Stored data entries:

---------------

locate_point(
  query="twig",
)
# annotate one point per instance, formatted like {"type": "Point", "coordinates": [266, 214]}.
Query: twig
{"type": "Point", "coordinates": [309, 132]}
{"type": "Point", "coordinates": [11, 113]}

---------------

Could you retype every record above exactly as given?

locate_point(
  query="twig",
)
# annotate one point per instance, formatted like {"type": "Point", "coordinates": [266, 214]}.
Query: twig
{"type": "Point", "coordinates": [309, 132]}
{"type": "Point", "coordinates": [11, 113]}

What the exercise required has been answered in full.